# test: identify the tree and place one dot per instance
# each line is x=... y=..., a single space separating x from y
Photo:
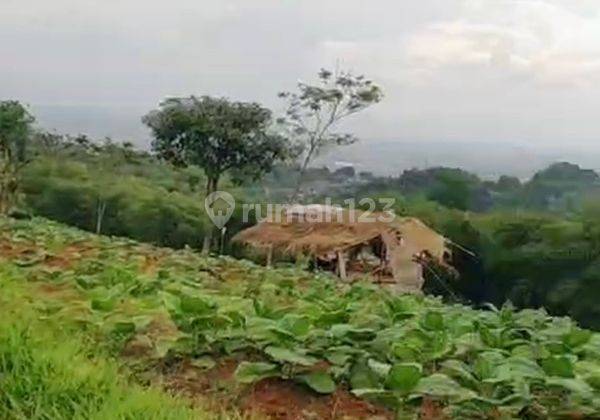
x=218 y=135
x=315 y=110
x=15 y=128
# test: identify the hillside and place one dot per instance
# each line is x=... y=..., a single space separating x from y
x=229 y=336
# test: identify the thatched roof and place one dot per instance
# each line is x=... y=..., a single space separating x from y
x=320 y=237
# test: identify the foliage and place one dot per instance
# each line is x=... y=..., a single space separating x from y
x=15 y=126
x=49 y=371
x=316 y=109
x=217 y=135
x=397 y=350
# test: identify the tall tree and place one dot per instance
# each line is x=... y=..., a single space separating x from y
x=315 y=110
x=15 y=128
x=218 y=135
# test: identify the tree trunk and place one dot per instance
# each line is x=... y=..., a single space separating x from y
x=100 y=210
x=8 y=182
x=211 y=187
x=307 y=160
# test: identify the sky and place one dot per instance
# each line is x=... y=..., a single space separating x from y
x=523 y=72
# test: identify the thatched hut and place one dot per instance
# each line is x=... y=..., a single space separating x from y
x=351 y=244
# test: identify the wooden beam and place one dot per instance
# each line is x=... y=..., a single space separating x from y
x=341 y=265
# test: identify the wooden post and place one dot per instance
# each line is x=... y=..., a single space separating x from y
x=341 y=265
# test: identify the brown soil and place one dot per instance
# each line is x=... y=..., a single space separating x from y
x=69 y=256
x=272 y=398
x=279 y=399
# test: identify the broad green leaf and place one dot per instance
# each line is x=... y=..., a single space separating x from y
x=440 y=385
x=576 y=337
x=433 y=320
x=205 y=362
x=381 y=369
x=460 y=372
x=297 y=325
x=361 y=376
x=248 y=372
x=195 y=305
x=558 y=366
x=576 y=386
x=281 y=354
x=319 y=381
x=403 y=376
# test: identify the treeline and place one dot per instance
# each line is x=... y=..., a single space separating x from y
x=561 y=188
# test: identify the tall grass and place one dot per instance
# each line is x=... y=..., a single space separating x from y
x=46 y=375
x=47 y=371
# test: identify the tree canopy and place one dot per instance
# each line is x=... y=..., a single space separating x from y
x=218 y=135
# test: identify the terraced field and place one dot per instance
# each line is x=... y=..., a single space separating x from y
x=98 y=327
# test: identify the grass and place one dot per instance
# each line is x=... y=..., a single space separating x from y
x=50 y=370
x=72 y=303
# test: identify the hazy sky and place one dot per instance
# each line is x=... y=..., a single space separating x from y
x=520 y=71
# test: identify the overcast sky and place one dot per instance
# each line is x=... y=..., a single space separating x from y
x=520 y=71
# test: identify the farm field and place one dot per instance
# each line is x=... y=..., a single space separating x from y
x=99 y=327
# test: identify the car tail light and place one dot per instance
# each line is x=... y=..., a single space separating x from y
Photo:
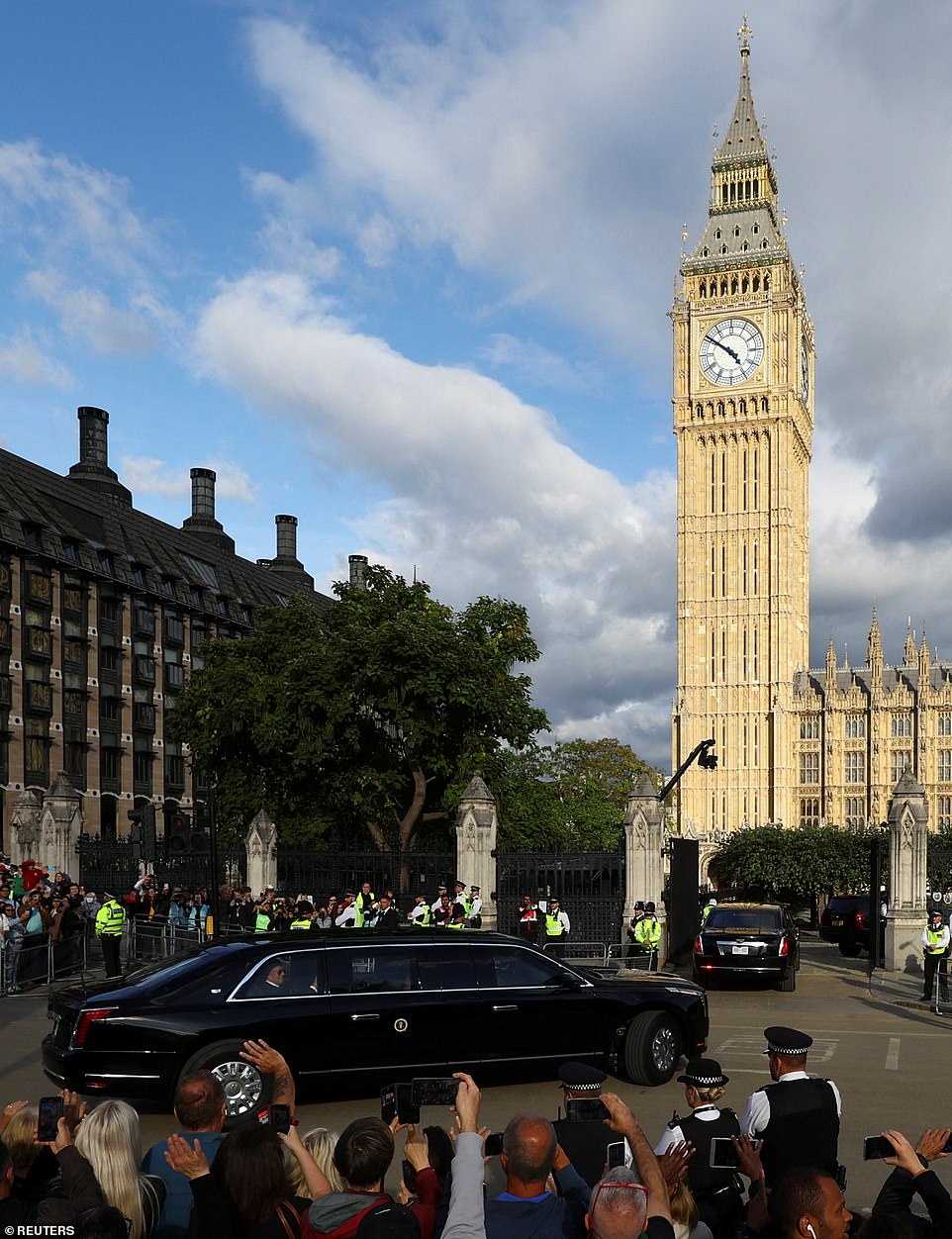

__________________________________________________

▶ What the task asks:
Output the entries above exactly. Do not include the pictures.

▶ Answer to the exercise:
# test: identify the tree and place one dot per instance
# each line is x=... y=..., a single space separating x from y
Photo:
x=218 y=135
x=315 y=110
x=15 y=128
# test: identify the hillside and place one dot per instance
# each line is x=... y=..., a single space separating x from y
x=229 y=336
# test: identify the thatched roof and place one dot per instance
# each line is x=... y=..., a single space separating x from y
x=320 y=237
# test: identify the foliage and place one dot per instance
# each line is x=... y=..., a single space separating x from y
x=15 y=126
x=49 y=371
x=316 y=109
x=217 y=135
x=397 y=350
# test: identify the tall tree and place one dot per instance
# each line is x=... y=..., a single space separating x from y
x=315 y=110
x=15 y=128
x=218 y=135
# test: identify the tree trunk and place one dot per instance
# each line is x=... y=..., a single space separating x from y
x=100 y=210
x=8 y=182
x=211 y=187
x=307 y=160
# test: identify the sky and place one dot per instance
# each line is x=... y=..., a single space separating x from y
x=523 y=72
# test: identify the thatched hut and place one dot per instance
# each line is x=... y=..., a single space separating x from y
x=351 y=244
# test: identify the wooden beam and place one dot per instance
# each line is x=... y=..., a single space separating x from y
x=341 y=265
# test: identify the wooden post and place one dot per instance
# each line is x=... y=..., a single space separating x from y
x=341 y=265
# test: identify the brown soil and place one dot per instance
# each line is x=... y=..., a single space separating x from y
x=69 y=256
x=272 y=398
x=279 y=399
# test: identify the broad green leaf and place one dot per instance
# each line is x=... y=..., a single space separating x from y
x=440 y=385
x=576 y=337
x=433 y=320
x=205 y=362
x=381 y=369
x=460 y=372
x=297 y=325
x=361 y=376
x=248 y=372
x=195 y=305
x=558 y=366
x=576 y=386
x=281 y=354
x=319 y=381
x=403 y=376
# test: identify the treeline and place one dot per instance
# each line is x=... y=..., a single space separating x from y
x=561 y=188
# test: identify the tall grass and place one dot per instance
# each line is x=... y=..., a single space separating x from y
x=46 y=375
x=47 y=371
# test: identify the tree canopy and place one dot per instance
# each line is x=... y=..., a single space separating x from y
x=218 y=135
# test: identify the terraced field and place one dot per instance
# each line is x=... y=..., a single space separating x from y
x=98 y=327
# test: identify the grass and place one dot per instance
# each line is x=... y=..., a single space separating x from y
x=50 y=370
x=72 y=303
# test: identify the hazy sky and place one dot per instance
# each line is x=... y=..., a single space separating x from y
x=520 y=71
# test: identify the overcast sky and place one dot per instance
# each line is x=... y=..., a single space separating x from y
x=520 y=71
# test: identify the farm field and place one dot per instance
# each line is x=... y=..., a single space separating x from y
x=99 y=327
# test: identify the car tail light and place one dot per instance
# each line is x=... y=..., a single space separating x from y
Photo:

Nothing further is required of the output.